## EXERCISE INSTRUCTIONS
Give back exactly the lines that run from the line containing "Reviewer note: confirm that every instance of the man" through the end of the listing below. Leave out every other line.

## DATA FOR PROCESSING
──────

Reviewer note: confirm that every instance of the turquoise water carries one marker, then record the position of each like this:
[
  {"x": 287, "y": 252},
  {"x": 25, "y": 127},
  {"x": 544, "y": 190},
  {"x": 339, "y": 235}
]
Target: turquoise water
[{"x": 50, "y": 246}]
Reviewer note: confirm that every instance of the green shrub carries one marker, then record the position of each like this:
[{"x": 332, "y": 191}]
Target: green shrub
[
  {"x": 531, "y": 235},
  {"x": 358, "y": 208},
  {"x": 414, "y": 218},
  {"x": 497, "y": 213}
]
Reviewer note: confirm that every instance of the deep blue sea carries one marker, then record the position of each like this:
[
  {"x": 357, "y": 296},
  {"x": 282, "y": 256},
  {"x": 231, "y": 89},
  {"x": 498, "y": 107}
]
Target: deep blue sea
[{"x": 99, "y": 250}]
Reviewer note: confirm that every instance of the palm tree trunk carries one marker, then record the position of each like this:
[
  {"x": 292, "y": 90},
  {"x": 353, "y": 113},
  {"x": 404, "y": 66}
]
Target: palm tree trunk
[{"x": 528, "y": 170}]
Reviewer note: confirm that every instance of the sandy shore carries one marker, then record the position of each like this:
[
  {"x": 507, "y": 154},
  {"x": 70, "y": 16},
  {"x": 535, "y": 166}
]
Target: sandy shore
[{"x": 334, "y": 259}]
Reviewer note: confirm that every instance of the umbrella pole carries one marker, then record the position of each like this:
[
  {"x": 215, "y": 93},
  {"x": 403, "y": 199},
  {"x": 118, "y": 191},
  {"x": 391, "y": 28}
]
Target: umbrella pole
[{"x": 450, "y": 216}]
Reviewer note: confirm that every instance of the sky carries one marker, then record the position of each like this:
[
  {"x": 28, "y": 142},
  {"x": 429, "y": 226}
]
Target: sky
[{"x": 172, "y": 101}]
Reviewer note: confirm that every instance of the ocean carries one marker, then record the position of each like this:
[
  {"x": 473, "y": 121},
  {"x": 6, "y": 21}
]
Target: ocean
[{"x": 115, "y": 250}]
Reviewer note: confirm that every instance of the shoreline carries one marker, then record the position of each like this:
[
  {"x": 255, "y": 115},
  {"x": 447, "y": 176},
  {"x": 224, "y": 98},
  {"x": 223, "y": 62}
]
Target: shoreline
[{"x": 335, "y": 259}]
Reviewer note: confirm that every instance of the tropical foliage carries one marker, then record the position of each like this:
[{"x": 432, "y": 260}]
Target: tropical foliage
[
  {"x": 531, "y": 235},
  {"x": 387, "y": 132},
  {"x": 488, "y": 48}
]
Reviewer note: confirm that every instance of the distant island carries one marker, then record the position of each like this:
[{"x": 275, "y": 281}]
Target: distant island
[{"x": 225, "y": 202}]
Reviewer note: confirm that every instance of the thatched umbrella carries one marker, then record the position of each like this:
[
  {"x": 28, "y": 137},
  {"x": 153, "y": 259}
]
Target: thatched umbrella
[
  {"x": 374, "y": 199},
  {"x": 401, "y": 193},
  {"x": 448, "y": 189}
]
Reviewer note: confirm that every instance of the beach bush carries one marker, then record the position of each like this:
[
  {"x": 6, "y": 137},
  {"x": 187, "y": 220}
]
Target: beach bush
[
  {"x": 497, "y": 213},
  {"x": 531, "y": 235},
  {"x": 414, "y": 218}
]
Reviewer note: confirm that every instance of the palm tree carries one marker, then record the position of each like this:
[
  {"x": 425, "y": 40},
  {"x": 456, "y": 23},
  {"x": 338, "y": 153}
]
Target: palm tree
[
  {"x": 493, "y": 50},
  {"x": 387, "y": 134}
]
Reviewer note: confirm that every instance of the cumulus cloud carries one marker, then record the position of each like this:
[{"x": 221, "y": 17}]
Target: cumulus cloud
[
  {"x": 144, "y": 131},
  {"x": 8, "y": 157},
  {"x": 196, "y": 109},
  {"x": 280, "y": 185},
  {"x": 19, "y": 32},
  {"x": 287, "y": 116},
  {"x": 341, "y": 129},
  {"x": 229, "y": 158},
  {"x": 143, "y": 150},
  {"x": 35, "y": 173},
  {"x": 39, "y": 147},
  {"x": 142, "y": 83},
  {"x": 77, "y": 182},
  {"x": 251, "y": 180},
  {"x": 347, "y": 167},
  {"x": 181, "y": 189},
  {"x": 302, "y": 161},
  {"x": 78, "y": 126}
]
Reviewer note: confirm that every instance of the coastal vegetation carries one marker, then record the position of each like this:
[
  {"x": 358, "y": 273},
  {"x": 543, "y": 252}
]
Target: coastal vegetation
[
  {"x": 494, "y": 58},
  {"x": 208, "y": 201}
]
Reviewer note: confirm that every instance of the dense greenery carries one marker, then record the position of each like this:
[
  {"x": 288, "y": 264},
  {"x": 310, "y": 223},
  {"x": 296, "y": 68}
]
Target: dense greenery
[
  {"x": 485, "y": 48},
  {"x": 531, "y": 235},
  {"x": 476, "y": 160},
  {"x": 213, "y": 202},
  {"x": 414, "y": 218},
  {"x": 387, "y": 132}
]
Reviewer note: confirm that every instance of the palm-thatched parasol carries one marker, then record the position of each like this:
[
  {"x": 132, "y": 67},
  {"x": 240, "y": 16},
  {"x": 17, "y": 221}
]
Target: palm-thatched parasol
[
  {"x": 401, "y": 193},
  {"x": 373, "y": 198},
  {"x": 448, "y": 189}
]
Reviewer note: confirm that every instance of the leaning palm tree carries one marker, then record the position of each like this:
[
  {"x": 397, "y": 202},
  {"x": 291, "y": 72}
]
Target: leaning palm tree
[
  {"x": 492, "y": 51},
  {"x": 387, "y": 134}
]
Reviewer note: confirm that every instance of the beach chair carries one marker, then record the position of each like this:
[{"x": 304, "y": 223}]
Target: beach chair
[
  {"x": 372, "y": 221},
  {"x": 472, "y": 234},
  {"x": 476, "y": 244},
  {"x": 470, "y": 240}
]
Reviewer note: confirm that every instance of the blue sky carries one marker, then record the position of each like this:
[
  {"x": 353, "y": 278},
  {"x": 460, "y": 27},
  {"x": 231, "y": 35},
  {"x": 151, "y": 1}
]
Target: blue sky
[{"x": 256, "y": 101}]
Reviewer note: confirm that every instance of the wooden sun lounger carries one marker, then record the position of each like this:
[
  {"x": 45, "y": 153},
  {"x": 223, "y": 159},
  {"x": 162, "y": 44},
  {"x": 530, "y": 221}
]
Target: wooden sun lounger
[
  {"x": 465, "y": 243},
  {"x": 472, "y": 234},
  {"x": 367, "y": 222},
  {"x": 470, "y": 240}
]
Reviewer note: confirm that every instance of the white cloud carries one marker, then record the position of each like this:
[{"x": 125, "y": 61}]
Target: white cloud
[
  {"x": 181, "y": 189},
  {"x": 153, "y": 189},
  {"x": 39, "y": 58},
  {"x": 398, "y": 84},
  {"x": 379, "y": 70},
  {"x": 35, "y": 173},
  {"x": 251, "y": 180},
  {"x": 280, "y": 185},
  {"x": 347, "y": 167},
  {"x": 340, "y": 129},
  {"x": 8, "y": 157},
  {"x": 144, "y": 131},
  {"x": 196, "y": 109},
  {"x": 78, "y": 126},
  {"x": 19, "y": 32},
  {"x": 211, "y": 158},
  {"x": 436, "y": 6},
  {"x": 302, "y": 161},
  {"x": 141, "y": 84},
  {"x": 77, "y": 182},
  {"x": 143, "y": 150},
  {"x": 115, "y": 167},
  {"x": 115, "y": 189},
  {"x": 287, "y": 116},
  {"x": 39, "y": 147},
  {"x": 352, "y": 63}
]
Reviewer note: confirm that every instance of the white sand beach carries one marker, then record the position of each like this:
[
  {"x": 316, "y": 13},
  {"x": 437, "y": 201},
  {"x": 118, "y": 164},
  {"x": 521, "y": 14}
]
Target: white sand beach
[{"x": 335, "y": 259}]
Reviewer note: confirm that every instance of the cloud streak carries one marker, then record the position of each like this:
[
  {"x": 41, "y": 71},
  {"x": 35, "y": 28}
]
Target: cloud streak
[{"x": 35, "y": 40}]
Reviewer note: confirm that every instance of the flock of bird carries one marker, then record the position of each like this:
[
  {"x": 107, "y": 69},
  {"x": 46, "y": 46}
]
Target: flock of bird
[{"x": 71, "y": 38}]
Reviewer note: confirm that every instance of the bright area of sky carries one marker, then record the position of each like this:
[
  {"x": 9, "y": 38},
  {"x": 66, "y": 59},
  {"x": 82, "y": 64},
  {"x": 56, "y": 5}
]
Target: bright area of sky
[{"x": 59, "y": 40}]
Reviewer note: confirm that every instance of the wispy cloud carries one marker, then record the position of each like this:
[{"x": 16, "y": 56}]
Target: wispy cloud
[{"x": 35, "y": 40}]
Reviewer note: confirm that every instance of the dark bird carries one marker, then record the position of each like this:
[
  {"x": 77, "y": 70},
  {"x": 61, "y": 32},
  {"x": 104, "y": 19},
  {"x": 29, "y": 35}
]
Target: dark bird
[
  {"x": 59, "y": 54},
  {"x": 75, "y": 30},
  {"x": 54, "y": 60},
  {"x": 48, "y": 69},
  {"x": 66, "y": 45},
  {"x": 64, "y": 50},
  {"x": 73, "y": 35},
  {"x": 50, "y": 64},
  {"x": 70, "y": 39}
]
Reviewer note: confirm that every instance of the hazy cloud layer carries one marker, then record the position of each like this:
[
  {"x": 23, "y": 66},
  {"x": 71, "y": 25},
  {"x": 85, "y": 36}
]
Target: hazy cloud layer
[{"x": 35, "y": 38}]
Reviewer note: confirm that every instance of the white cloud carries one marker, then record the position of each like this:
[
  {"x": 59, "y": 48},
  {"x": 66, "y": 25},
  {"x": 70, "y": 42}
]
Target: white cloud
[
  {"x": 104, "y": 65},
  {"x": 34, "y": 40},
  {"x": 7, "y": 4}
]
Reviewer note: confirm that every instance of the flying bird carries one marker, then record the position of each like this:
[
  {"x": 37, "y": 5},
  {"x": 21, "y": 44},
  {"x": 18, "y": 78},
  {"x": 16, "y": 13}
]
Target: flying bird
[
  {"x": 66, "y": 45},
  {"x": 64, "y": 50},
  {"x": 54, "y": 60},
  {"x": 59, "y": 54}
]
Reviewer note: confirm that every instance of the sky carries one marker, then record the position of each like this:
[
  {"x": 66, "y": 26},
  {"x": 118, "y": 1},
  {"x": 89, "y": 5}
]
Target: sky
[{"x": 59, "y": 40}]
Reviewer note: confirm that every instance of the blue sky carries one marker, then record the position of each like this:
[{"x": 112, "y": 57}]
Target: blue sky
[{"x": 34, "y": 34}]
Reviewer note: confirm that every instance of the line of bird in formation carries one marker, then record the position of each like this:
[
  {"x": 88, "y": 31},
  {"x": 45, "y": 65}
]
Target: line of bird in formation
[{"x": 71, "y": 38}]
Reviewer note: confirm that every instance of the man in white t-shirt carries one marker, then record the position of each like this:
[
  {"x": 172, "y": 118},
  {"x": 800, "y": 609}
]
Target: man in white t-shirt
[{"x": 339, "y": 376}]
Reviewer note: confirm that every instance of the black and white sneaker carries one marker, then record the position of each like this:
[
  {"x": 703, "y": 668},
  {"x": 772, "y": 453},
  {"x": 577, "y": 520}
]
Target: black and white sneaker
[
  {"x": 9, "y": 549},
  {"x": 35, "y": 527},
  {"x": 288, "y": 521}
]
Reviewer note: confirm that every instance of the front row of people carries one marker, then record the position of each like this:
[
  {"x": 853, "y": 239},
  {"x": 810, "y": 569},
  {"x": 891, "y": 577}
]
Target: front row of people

──────

## ANSWER IN FULL
Reviewer note: confirm that every instance of the man in white t-shirt carries one marker, then record the position of each like this:
[
  {"x": 172, "y": 118},
  {"x": 800, "y": 609}
]
Target: man in white t-shirt
[{"x": 339, "y": 376}]
Reviewer note: confirm that every instance of the black and white sneaker carries one marker, then record the position of each like this:
[
  {"x": 703, "y": 668},
  {"x": 772, "y": 453},
  {"x": 577, "y": 520}
]
Target: black and white sneaker
[
  {"x": 9, "y": 549},
  {"x": 35, "y": 527},
  {"x": 288, "y": 521}
]
Reviewer note: confirm that every instance of the front row of people carries one marker, then record the position of each like this:
[
  {"x": 853, "y": 239},
  {"x": 810, "y": 569},
  {"x": 891, "y": 577}
]
Target: front row of people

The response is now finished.